Excerpted text:
···

So the Democratic Congressional Campaign Committee (DCCC) spent about as much on an ad promoting Gibbs than Gibbs himself had raised as of the middle of last month. And then Gibbs won.

This situation, a distillation of various tensions on the right, on the left and nationally, has been subject to significant scrutiny over the past few weeks. It is, in fact, revealing about all sides involved — but some useful nuance has been lost.

Let’s consider the results in Michigan’s 3rd Congressional District, then, by asking three questions.

  1. Did Meijer lose because of the Democratic intervention?
  2. How much support did Gibbs have?
  3. Was this just the grim art of politics?

Should you not wish to read further, the answers are “probably not,” “enough” and “no.”

Did Meijer lose because of the Democratic intervention?

A quiet secret in politics is that much of it is less science than art. Campaign consultants will tell you they know how to win for the same reason that weight-loss systems will tell you they know how to help you shed unwanted pounds. But in part because elections are increasingly complicated systems with a lot of moving parts and because there are often poor controls for measuring effectiveness, a lot of campaigning comes down to guesswork, instinct, habit and luck.

In close races, things get more complicated still. If your candidate wins narrowly, lots of factors might have contributed to the win — and lots of people who were involved in those factors (creating direct mail, endorsing, calling voters) will try to take credit for the narrow margin.

The Meijer-Gibbs race was relatively close but not a squeaker. Gibbs won by just under 4 percentage points, enough of a margin that observers could call the race on election night. In other words, this was likely not a race in which a small push made the difference.

Was the DCCC ad a small push? The committee spent a bit under $500,000 on a spot that began running in late July. That’s more than a month after early voting began in the contest, though. And in recent years, Republicans have been more likely to vote on Election Day itself. It seems to have been designed to be a last-minute prod for voters — perhaps to reduce the likelihood that Republican primary voters would hear news reports about Democrats being more worried about facing Meijer in November.

It’s hard to argue that the ad — run when election ad time was at its most expensive — was the sole reason that Gibbs got about 4,000 more votes than Meijer. I don’t think many people would argue that individual last-minute TV spots can make a 4-point difference in a House primary. Again, it’s hard to know what would have happened had the spot not run, but there is certainly reason to think that Meijer’s fate was affected more by Trump’s endorsement of Gibbs last year than the DCCC’s intervention in this one.

(Video: DCCC, Photo: DCCC/DCCC)

How much support did Gibbs have?

Speaking to CNN on Wednesday morning, Rep. Adam Kinzinger (R-Ill.) blasted the DCCC’s ad. “If Peter’s opponent wins and goes on in November to win, the Democrats own that. Congratulations,” he said on CNN’s “New Day.”

···

Material supplied:
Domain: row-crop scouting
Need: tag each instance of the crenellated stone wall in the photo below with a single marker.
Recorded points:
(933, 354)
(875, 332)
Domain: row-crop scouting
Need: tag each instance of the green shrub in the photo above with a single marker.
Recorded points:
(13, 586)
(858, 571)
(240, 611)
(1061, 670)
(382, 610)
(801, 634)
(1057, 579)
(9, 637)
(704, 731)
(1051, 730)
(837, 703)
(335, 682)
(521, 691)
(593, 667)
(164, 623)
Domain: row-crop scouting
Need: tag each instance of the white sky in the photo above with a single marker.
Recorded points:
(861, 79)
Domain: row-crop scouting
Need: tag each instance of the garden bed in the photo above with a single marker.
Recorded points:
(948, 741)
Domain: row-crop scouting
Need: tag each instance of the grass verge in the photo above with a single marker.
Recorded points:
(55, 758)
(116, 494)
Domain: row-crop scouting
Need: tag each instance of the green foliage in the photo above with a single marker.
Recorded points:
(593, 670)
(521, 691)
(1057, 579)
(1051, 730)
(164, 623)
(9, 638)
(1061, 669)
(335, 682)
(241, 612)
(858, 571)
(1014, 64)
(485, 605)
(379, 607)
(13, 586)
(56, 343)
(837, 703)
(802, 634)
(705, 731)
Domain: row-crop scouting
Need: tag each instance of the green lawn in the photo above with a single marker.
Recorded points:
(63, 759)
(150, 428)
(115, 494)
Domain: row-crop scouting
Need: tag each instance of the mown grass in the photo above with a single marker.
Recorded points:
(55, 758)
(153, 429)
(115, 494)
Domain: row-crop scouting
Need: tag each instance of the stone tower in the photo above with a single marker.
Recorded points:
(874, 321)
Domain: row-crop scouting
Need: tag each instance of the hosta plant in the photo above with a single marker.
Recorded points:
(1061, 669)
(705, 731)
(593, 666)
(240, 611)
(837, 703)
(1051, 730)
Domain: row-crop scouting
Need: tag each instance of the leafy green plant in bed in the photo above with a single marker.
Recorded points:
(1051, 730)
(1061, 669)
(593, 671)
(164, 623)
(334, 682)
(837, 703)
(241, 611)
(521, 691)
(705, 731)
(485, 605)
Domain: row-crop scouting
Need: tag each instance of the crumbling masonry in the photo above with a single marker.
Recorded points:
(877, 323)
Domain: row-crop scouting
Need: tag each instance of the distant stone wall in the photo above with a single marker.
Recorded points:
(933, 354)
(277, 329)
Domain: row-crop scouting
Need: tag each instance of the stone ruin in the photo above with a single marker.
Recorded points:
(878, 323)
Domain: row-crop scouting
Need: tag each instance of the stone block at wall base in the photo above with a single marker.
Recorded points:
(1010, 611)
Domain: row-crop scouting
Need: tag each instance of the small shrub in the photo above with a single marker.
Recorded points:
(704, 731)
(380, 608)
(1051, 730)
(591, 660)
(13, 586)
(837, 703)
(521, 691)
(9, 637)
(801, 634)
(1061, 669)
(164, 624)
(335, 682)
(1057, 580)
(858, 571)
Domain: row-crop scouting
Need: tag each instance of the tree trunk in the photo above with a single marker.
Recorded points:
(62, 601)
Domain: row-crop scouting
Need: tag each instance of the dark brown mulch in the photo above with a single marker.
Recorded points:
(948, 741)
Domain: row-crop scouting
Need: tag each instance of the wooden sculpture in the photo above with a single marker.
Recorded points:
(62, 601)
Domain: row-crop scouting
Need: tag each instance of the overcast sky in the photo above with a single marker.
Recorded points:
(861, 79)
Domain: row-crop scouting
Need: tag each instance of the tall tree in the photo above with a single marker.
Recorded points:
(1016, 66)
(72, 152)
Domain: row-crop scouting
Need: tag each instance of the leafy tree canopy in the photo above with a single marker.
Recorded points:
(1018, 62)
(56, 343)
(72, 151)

···

Instructions:
A. Translate this sentence from the article on the Meijer-Gibbs primary into Spanish: "The Meijer-Gibbs race was relatively close but not a squeaker."
B. Carry on the article about the Meijer-Gibbs primary, starting after its last sentence.

Results:
A. La contienda entre Meijer y Gibbs fue relativamente reñida, pero no se decidió por un margen mínimo.

B.
Kinzinger also voted to impeach Trump in January 2021. But he has gone further, serving on the House select committee investigating the Capitol riot and embracing the role of one of the foremost anti-Trump voices within his party.

“Don’t keep coming to me asking where are all the good Republicans that defend democracy,” he continued on CNN, “and then take your donors’ money to spend half a million dollars promoting one of the worst election deniers that’s out there.”

Kinzinger’s “the Democrats own that” is interesting. That’s not simply because of the question of ownership, which we just assessed, but also because it attributes full culpability to the left. The implication for a viewer is clear: Meijer lost because of the DCCC.

Yet consider Kinzinger himself. Like several other Republicans who voted to impeach, Kinzinger decided to retire instead of battling through a Republican primary. (His House district was redrawn to force him into competition with another incumbent representative — one who didn’t vote to impeach. Meijer’s was also redrawn to make it more blue, contributing to the DCCC’s decision to target it.) Kinzinger’s retirement has clearly colored how he understood his party to have shifted and by the recognition that his view of Trump and the 2020 election was unpopular with the GOP.

Consider our first question in a different context. If Michael Jordan scores 90 of the Bulls’ 96 points in a 5-point win over the Nets, should the win be credited to the 6 points scored by Scottie Pippen? Even if those were the last 6 points scored, wouldn’t it be sensible to give Jordan substantial credit for the win? (Extending this analogy to Michigan, of course, we don’t know how many points Pippen scored. Maybe none! But that’s beside the immediate point.)

In other contexts, Kinzinger recognizes that Republicans have moved from a party that might appreciate holding Trump accountable for the Capitol riot to one that demands that its candidates demonstrate loyalty to Trumpism. The DCCC ad, shown above, simply elevates the mutual appreciation between Gibbs and Trump. It explicitly aims to leverage the existing predilection for Trumpism within the electorate. It’s Pippen scoring points because Jordan is under quadruple coverage.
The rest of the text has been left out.